Excerpted passage below:
Now that I’m finished with the second draft of The Democracy of Object I have the opportunity to return to McLuhan’s Laws of Media for the book Bogost and I are writing on media. In my view, McLuhan is a privileged figure for developing an object-oriented theory of social, political, and cultural studies because he’s rather on the fringe of Continental theory, places all entities on equal footing (technologies, natural objects, theories, texts, etc., are all media for him), and is himself something of an object-oriented philosopher. McLuhan, I believe, will thus provide us with the means of unifying both the expressive dimension of cultural formations (contents, representations, signs, meanings, theories, etc) and the role of nonhuman entities such as technologies, nonhuman animate and inanimate actors, and so on.
End of Excerpted passage.
Data records below:
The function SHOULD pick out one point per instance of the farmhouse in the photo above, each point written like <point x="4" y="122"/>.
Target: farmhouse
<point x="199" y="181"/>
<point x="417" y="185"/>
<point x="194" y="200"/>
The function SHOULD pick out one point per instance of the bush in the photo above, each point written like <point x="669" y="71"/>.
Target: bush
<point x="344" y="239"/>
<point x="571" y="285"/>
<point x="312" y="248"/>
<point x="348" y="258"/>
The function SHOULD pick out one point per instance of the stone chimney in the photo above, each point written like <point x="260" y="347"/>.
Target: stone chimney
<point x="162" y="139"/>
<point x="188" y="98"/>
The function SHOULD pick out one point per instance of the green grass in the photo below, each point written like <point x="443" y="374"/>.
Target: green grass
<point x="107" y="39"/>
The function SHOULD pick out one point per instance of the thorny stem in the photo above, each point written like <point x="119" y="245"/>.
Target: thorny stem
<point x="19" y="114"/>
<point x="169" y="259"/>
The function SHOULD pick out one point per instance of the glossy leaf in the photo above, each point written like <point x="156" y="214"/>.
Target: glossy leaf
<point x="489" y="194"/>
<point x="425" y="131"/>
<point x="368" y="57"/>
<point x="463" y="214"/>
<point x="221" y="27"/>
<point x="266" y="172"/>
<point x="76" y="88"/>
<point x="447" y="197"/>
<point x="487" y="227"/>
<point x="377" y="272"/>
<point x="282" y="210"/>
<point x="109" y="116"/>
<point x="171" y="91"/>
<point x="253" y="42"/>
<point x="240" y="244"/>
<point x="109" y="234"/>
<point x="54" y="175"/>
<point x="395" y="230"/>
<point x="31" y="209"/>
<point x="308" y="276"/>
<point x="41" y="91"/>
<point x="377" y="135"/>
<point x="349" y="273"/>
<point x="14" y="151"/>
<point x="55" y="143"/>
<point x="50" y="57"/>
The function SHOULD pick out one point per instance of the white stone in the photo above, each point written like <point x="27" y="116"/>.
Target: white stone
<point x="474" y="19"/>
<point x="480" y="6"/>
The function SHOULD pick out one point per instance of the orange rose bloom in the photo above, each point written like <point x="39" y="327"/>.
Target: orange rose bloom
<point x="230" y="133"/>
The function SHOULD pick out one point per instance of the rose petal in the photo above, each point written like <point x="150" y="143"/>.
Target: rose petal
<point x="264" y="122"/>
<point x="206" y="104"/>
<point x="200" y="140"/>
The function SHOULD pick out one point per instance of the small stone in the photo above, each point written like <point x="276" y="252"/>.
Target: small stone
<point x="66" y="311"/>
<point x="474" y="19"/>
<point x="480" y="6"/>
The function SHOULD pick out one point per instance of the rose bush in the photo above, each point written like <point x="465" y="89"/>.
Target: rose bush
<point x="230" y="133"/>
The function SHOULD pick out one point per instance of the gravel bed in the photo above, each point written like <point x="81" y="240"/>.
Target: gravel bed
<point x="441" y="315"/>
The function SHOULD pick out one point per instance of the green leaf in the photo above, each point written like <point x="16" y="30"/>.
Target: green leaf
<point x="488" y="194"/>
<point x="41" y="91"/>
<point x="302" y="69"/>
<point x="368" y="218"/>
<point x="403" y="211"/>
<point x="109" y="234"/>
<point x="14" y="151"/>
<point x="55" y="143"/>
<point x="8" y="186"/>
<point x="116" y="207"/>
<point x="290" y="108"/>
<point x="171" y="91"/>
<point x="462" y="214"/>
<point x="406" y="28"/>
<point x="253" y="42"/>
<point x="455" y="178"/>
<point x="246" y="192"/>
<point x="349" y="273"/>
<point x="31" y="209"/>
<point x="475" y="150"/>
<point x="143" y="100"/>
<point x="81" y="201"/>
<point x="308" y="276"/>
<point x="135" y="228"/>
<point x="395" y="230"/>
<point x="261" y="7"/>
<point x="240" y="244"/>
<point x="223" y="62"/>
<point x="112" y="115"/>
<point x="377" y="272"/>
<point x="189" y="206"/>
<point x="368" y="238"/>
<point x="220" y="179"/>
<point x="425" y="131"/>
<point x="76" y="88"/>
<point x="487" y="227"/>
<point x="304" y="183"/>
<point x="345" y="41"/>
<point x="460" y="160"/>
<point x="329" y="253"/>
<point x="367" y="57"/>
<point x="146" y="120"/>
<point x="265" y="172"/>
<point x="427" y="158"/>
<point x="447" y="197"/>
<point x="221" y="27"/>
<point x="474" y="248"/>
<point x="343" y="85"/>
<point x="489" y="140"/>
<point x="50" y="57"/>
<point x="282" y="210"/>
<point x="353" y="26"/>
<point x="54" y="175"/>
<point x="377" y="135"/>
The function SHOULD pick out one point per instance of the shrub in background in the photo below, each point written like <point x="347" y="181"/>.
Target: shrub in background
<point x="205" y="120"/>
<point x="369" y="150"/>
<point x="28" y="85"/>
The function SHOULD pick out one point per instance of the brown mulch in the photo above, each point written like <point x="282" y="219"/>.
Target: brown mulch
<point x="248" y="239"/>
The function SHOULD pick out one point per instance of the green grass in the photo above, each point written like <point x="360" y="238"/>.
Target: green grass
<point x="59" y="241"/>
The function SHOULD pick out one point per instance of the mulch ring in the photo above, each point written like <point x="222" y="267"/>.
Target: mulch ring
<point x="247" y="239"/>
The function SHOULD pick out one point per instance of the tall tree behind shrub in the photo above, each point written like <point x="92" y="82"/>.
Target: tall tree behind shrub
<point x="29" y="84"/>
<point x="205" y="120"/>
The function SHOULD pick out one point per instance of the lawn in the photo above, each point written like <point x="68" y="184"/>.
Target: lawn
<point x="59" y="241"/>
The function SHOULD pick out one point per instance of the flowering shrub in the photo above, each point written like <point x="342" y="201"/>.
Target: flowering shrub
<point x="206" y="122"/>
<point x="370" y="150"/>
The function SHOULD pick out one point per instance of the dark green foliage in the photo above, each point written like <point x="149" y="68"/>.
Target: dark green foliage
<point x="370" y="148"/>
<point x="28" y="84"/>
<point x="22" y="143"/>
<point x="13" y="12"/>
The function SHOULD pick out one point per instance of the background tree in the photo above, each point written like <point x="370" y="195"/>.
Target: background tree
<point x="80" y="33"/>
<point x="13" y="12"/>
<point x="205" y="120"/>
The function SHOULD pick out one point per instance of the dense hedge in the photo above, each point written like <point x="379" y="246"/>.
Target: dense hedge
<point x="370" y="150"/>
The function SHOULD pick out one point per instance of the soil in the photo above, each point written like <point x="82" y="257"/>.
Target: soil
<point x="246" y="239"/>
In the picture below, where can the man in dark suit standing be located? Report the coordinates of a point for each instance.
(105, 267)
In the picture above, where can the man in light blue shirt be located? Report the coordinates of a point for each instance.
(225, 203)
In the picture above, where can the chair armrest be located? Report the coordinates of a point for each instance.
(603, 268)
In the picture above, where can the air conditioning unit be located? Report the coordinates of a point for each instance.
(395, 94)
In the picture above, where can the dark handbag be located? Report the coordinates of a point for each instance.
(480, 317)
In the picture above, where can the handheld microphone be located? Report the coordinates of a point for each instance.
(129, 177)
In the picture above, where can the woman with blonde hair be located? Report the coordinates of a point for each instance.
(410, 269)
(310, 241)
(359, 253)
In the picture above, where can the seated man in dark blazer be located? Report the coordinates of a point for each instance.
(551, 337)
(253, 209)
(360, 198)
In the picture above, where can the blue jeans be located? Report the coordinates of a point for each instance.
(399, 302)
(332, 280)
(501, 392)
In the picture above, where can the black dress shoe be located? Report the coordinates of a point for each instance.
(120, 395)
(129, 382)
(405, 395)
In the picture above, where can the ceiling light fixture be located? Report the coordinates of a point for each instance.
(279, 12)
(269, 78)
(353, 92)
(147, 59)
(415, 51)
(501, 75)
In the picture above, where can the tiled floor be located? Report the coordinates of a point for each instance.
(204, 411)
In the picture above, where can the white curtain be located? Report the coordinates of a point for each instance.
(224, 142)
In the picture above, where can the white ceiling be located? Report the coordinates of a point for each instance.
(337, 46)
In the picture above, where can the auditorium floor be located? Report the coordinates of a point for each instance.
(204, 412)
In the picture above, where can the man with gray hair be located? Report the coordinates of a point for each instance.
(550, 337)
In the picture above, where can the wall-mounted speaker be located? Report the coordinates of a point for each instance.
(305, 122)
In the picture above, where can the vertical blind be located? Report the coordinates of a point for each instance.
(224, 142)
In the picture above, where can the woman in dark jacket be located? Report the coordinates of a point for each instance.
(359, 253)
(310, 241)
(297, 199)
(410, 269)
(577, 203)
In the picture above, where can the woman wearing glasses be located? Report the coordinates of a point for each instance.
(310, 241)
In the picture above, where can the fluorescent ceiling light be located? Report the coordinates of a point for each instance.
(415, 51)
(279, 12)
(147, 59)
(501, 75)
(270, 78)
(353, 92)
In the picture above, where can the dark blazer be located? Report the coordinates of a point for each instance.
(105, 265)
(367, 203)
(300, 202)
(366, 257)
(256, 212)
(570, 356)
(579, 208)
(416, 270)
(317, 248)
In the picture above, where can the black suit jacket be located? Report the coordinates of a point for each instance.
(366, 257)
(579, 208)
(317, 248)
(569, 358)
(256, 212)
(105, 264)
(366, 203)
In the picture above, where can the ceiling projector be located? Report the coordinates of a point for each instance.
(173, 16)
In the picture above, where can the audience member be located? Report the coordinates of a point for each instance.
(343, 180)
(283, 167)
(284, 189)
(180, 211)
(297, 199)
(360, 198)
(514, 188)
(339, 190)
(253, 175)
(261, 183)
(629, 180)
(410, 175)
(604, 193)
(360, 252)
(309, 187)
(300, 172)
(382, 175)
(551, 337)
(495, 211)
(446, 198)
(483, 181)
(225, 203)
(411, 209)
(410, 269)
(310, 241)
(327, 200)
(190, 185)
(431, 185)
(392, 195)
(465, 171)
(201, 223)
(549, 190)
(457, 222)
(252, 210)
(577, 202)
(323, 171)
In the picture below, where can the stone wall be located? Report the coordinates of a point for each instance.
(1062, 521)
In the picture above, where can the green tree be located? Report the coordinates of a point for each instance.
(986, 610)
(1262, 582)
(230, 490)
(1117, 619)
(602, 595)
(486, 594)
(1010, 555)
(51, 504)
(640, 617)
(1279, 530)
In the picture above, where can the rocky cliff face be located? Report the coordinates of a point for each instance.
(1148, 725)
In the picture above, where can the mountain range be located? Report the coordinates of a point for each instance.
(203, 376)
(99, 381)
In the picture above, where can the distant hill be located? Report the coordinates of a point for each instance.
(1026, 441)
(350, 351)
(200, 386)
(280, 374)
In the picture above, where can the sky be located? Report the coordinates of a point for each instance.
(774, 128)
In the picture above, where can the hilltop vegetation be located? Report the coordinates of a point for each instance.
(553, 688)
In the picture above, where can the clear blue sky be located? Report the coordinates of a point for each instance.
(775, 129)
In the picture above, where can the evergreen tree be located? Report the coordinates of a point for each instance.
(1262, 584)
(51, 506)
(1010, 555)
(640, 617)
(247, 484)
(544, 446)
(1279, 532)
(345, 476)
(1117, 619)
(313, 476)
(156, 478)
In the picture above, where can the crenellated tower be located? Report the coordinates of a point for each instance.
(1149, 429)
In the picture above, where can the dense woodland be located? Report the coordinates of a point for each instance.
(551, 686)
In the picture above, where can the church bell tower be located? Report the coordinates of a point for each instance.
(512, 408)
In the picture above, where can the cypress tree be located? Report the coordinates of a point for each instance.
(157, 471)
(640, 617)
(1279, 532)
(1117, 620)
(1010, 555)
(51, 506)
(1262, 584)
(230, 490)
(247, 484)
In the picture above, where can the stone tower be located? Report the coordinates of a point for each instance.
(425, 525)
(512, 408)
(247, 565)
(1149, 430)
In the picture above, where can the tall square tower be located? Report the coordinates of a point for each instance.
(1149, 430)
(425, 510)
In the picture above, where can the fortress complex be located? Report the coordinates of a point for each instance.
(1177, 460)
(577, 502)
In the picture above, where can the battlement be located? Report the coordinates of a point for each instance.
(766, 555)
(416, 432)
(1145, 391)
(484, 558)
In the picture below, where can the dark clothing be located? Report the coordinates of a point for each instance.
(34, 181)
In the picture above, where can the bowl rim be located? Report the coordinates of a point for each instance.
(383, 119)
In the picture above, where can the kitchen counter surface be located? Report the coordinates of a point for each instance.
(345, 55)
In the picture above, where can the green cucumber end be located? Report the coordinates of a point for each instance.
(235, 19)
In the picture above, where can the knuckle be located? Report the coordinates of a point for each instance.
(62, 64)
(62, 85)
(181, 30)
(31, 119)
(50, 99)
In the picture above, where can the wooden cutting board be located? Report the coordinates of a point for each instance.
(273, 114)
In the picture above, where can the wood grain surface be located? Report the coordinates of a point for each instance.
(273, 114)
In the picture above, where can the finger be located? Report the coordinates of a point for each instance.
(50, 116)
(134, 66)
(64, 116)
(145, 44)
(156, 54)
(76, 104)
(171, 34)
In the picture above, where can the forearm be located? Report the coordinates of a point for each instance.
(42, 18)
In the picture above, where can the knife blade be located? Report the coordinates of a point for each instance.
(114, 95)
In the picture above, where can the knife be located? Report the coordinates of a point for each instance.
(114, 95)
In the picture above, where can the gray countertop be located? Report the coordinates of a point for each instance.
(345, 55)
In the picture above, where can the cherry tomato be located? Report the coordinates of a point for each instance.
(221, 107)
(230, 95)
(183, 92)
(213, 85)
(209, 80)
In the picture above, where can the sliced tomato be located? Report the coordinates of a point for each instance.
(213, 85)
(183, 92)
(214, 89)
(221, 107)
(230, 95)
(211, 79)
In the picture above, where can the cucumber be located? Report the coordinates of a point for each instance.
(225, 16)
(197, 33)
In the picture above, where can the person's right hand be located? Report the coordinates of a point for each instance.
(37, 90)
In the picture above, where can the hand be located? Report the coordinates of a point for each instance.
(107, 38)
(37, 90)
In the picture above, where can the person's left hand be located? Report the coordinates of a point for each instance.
End of Data records.
Task A =
From the passage on McLuhan, copy everything from "Now that I’m" down to "actors, and so on.".
Task B =
Recast the paragraph of the passage on McLuhan that begins "Now that I’m finished" as a short bulleted list that keeps its main facts.

Task response A =
Now that I’m finished with the second draft of The Democracy of Object I have the opportunity to return to McLuhan’s Laws of Media for the book Bogost and I are writing on media. In my view, McLuhan is a privileged figure for developing an object-oriented theory of social, political, and cultural studies because he’s rather on the fringe of Continental theory, places all entities on equal footing (technologies, natural objects, theories, texts, etc., are all media for him), and is himself something of an object-oriented philosopher. McLuhan, I believe, will thus provide us with the means of unifying both the expressive dimension of cultural formations (contents, representations, signs, meanings, theories, etc) and the role of nonhuman entities such as technologies, nonhuman animate and inanimate actors, and so on.

Task response B =
- With the second draft of The Democracy of Object finished, the writer is returning to McLuhan’s Laws of Media for the book on media being written with Bogost.
- McLuhan is a privileged figure for developing an object-oriented theory of social, political, and cultural studies because:
  - he is rather on the fringe of Continental theory;
  - he places all entities on equal footing, treating technologies, natural objects, theories, texts, and so on as media;
  - he is himself something of an object-oriented philosopher.
- McLuhan is expected to provide the means of unifying the expressive dimension of cultural formations (contents, representations, signs, meanings, theories) with the role of nonhuman entities such as technologies and nonhuman animate and inanimate actors.